Reproduce each of the following records verbatim, with nothing added, omitted, or changed.

**MATERIAL PROVIDED**
- - - -
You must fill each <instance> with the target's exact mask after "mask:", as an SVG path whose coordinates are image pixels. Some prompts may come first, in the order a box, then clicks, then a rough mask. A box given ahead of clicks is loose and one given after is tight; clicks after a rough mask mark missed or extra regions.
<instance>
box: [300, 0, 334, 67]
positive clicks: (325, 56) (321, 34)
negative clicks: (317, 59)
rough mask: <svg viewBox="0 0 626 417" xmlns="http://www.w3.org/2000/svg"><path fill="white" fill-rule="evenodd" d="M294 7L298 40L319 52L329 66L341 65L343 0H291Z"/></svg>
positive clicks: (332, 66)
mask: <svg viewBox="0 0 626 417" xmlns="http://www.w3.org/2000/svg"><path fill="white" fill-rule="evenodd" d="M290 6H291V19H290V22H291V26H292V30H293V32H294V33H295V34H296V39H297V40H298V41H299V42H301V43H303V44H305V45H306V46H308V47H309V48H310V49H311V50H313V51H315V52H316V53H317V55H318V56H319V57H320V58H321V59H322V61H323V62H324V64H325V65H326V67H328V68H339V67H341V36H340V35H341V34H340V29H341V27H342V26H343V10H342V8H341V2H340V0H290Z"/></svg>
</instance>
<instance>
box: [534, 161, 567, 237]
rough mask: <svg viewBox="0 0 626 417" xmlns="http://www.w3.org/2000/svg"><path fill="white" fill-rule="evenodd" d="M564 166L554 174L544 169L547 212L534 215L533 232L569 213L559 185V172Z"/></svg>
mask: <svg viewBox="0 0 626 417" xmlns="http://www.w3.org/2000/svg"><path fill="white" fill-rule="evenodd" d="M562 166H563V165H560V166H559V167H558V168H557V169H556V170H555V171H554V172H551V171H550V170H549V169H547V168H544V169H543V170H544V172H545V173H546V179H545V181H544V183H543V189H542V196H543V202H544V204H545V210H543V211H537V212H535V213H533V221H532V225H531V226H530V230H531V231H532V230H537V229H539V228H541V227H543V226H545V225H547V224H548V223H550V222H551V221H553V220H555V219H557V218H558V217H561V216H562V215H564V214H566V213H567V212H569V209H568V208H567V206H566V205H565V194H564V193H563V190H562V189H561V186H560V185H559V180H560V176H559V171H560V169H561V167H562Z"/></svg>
- - - -
**EXERCISE SOLUTION**
You must fill each <instance> with the target's exact mask after "mask:", as an SVG path whose coordinates are image pixels. Some prompts may come first, in the order a box, then clicks, then a rough mask. A box given ahead of clicks is loose and one given after is tight; clicks after a rough mask mark missed or extra regions.
<instance>
box: [300, 0, 334, 67]
positive clicks: (325, 56) (321, 34)
negative clicks: (317, 59)
rough mask: <svg viewBox="0 0 626 417" xmlns="http://www.w3.org/2000/svg"><path fill="white" fill-rule="evenodd" d="M294 7L298 40L319 52L329 66L341 65L343 0H291Z"/></svg>
positive clicks: (332, 66)
mask: <svg viewBox="0 0 626 417" xmlns="http://www.w3.org/2000/svg"><path fill="white" fill-rule="evenodd" d="M290 6H291V19H290V22H291V26H292V30H293V32H294V33H295V34H296V39H297V40H298V41H299V42H301V43H303V44H305V45H306V46H308V47H309V48H310V49H311V50H313V51H315V52H316V53H317V55H318V56H319V57H320V58H321V59H322V61H323V62H324V64H325V65H326V67H328V68H339V67H341V36H340V35H341V34H340V29H341V27H342V26H343V10H342V8H341V2H340V0H290Z"/></svg>
</instance>
<instance>
box: [534, 161, 567, 237]
rough mask: <svg viewBox="0 0 626 417" xmlns="http://www.w3.org/2000/svg"><path fill="white" fill-rule="evenodd" d="M564 166L554 174L544 169L547 212L534 215L533 232L569 213L559 185V172Z"/></svg>
mask: <svg viewBox="0 0 626 417" xmlns="http://www.w3.org/2000/svg"><path fill="white" fill-rule="evenodd" d="M562 166H563V165H560V166H559V167H558V168H557V169H556V170H555V171H554V172H551V171H550V170H549V169H547V168H544V169H543V170H544V172H545V173H546V179H545V181H544V183H543V189H542V196H543V202H544V204H545V210H543V211H537V212H535V213H533V221H532V225H531V226H530V230H531V231H532V230H537V229H539V228H541V227H543V226H545V225H547V224H548V223H550V222H551V221H553V220H555V219H557V218H558V217H561V216H562V215H564V214H566V213H567V212H569V209H568V208H567V206H566V205H565V194H564V193H563V190H562V189H561V186H560V185H559V180H560V176H559V171H560V169H561V167H562Z"/></svg>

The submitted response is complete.